What the exercise asks:
Copy out every item below line for line, with no changes.

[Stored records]
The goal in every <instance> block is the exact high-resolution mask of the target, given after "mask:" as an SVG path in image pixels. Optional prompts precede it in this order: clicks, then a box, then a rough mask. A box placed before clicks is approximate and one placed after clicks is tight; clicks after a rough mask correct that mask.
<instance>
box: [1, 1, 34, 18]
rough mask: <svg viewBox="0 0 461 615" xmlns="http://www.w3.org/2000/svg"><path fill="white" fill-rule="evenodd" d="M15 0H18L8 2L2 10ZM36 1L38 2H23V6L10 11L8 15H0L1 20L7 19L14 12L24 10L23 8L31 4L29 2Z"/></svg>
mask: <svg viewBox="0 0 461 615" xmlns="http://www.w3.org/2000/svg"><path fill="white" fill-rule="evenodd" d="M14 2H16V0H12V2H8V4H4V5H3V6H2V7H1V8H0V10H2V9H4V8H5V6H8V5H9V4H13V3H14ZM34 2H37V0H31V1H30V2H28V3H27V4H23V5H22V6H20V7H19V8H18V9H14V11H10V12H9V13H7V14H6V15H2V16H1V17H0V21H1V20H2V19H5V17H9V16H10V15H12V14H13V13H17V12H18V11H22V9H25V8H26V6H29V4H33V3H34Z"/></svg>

Result of this exercise:
The goal in every <instance> block is the exact high-resolution mask of the target, given after "mask:" as an SVG path in image pixels. Optional prompts precede it in this order: clicks, then a box, then a rough mask. A box placed before clicks is approximate and one placed after clicks is tight; clicks after a rough mask correct that mask.
<instance>
box: [1, 1, 34, 18]
rough mask: <svg viewBox="0 0 461 615" xmlns="http://www.w3.org/2000/svg"><path fill="white" fill-rule="evenodd" d="M15 0H18L8 2L2 10ZM36 1L38 2H23V6L10 11L8 15H0L1 20L7 19L14 12L24 10L23 8L31 4L29 2Z"/></svg>
mask: <svg viewBox="0 0 461 615" xmlns="http://www.w3.org/2000/svg"><path fill="white" fill-rule="evenodd" d="M14 2H16V0H12V2H8V4H4V5H3V6H2V7H1V8H0V10H2V9H4V8H5V6H8V5H9V4H13V3H14ZM34 2H37V0H31V1H30V2H28V3H27V4H23V5H22V6H20V7H19V8H18V9H14V11H10V12H9V13H7V14H6V15H2V16H1V17H0V21H1V20H2V19H5V17H9V16H10V15H12V14H13V13H17V12H18V11H22V9H25V8H26V6H29V4H33V3H34Z"/></svg>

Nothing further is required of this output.